[[ Information shown, beginning ]]

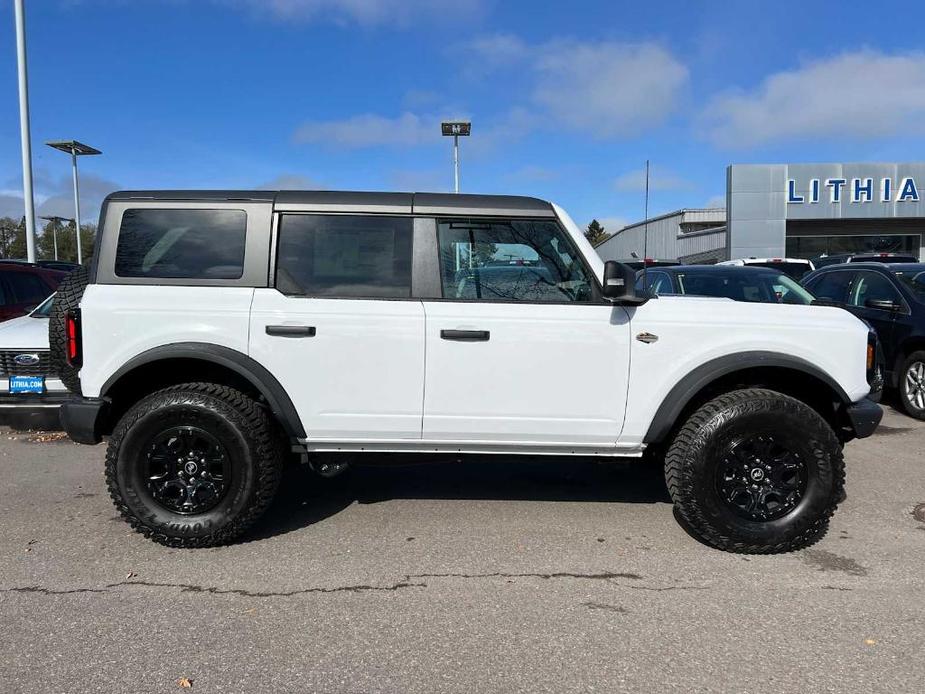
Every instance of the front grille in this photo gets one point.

[[ Information shown, end ]]
[[ Information shown, beginning ]]

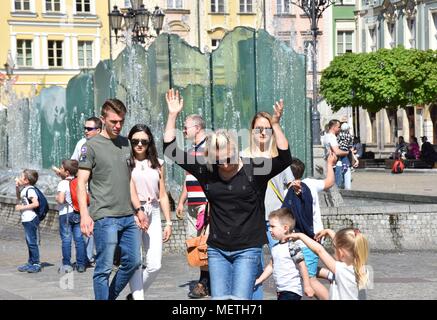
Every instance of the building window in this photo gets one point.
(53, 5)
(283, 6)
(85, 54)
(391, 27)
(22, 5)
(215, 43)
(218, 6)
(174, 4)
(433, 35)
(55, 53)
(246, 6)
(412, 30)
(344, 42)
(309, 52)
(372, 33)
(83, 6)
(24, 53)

[[ Information shown, end ]]
[[ Information shown, beginning ]]

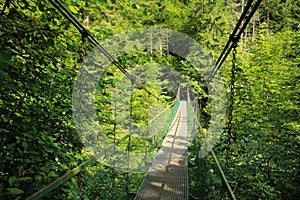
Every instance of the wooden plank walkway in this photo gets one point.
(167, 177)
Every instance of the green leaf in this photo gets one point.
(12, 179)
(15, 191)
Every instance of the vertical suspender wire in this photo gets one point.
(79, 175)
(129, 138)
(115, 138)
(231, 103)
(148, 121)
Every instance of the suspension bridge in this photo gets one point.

[[ Information shown, end ]]

=== What you have to do ===
Only one stretch of the entries above is wanted: the lines from the one containing "Every instance of the green" through the one containing "Every instance of the suspension". Please reproduce it exactly.

=== Solution to the exercise ===
Every instance of the green leaf in this photo gets one point.
(12, 179)
(15, 191)
Every instance of the vertical suspender wire in this photo gets one point.
(79, 175)
(129, 138)
(115, 138)
(231, 103)
(148, 121)
Every instance of the suspension bridge in this photo gets one point.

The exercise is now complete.